BEGIN Supplied material

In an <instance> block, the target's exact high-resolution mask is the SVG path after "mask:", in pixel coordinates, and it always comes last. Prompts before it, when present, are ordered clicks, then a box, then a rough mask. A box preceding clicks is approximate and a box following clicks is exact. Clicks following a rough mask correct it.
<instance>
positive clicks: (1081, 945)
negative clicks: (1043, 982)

END Supplied material
BEGIN Supplied material

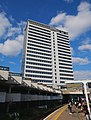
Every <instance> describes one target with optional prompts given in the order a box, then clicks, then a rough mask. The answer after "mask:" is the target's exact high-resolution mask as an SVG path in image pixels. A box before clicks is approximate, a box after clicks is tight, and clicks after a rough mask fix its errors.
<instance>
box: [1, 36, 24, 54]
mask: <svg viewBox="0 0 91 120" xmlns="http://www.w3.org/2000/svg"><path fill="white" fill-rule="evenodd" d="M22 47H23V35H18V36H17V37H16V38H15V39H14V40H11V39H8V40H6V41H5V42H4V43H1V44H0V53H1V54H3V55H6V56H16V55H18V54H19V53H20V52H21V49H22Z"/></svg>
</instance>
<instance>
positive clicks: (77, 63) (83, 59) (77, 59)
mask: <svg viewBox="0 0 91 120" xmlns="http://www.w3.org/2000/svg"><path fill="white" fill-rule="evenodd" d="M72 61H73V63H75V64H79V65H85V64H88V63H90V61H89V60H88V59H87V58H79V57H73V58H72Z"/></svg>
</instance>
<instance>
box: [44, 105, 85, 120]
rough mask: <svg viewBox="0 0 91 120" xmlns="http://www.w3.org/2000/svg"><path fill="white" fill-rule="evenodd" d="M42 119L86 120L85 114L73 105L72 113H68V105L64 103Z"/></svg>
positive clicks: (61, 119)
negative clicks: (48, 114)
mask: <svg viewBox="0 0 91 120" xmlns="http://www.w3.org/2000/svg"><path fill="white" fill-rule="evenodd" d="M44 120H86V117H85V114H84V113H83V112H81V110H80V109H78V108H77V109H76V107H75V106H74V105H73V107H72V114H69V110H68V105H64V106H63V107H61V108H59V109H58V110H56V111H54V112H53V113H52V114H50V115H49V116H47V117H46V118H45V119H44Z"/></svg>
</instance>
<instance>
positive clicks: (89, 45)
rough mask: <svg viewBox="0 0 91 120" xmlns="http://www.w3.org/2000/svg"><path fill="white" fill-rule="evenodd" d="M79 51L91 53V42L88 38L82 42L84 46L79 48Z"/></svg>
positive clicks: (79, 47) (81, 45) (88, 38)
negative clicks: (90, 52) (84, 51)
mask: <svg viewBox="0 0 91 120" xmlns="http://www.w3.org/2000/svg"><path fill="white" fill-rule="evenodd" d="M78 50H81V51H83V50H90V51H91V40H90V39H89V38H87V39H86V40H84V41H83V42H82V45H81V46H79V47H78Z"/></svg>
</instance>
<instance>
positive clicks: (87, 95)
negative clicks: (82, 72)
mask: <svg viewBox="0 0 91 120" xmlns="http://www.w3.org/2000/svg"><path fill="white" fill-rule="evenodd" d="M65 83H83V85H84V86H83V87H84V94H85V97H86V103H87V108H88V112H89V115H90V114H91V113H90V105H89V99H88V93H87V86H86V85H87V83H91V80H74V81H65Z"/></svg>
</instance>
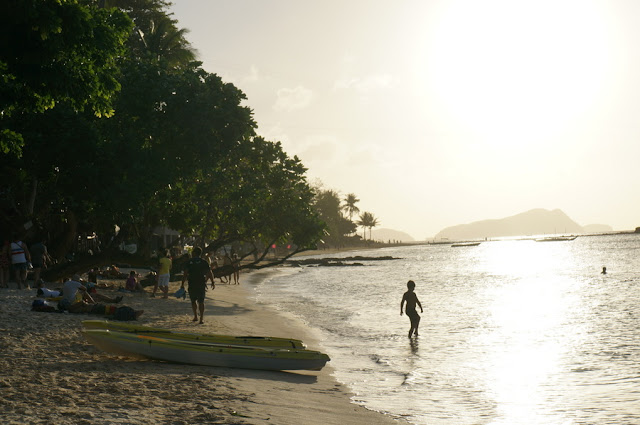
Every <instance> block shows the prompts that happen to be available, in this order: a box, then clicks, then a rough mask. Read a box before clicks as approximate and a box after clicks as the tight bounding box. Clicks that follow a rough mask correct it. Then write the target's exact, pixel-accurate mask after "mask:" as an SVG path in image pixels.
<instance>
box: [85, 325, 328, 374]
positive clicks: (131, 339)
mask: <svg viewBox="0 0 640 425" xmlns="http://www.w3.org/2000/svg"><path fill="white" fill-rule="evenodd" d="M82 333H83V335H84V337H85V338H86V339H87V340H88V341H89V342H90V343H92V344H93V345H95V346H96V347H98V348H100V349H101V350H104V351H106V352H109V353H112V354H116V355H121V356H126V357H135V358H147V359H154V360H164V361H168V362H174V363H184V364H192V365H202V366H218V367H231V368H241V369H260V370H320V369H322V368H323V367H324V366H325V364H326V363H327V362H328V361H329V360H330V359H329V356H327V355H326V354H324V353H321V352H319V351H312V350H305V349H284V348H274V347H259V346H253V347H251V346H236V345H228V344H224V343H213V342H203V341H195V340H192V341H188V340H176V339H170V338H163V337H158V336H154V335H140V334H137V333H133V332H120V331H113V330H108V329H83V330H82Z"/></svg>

END Supplied material
BEGIN Supplied material

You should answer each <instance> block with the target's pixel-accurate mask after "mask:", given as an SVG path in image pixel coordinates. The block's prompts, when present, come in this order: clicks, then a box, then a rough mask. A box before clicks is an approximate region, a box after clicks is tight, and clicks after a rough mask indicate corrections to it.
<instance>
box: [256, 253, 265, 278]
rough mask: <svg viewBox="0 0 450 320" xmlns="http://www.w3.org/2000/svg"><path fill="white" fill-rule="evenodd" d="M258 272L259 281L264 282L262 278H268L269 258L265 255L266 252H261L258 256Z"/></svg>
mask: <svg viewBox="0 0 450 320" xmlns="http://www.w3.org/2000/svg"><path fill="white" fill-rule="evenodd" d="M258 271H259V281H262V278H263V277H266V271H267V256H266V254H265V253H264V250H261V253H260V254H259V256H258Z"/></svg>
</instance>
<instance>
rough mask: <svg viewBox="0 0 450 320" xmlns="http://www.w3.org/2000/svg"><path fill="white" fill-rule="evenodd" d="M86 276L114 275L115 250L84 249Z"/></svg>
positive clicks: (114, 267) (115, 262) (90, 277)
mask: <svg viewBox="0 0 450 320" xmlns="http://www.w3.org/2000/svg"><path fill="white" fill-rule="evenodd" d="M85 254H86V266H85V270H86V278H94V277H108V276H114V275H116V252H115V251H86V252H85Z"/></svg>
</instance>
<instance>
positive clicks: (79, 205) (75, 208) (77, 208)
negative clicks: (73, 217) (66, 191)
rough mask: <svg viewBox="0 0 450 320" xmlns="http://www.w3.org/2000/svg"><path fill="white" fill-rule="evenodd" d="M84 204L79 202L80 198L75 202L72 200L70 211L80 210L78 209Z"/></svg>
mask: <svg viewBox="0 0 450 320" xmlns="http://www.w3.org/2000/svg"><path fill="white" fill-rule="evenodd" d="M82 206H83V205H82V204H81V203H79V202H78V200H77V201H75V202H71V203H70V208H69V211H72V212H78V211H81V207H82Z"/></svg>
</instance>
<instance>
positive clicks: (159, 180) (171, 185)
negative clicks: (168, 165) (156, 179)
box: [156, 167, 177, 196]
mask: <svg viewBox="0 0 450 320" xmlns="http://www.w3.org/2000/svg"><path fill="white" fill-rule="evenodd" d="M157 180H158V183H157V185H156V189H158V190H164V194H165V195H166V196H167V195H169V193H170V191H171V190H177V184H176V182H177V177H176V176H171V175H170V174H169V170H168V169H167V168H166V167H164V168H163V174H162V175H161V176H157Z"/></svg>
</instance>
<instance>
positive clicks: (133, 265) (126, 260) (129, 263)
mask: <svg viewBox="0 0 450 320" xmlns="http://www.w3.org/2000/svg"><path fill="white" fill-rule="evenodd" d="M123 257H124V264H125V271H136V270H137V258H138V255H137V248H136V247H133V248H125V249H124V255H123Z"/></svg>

END Supplied material

(Exercise details) Retype the entries above exactly, but only from the line containing "51L91 53V42L88 38L82" through the line containing "positive clicks: (87, 95)", both included.

(Finished task)
rough mask: <svg viewBox="0 0 91 120" xmlns="http://www.w3.org/2000/svg"><path fill="white" fill-rule="evenodd" d="M79 51L91 53V42L88 38L82 42L84 46L79 48Z"/></svg>
positive clicks: (79, 47) (81, 45) (88, 38)
negative clicks: (90, 52) (84, 51)
mask: <svg viewBox="0 0 91 120" xmlns="http://www.w3.org/2000/svg"><path fill="white" fill-rule="evenodd" d="M78 50H81V51H83V50H90V51H91V40H90V39H89V38H87V39H86V40H84V41H83V42H82V45H81V46H79V47H78Z"/></svg>
</instance>
<instance>
positive clicks: (87, 95)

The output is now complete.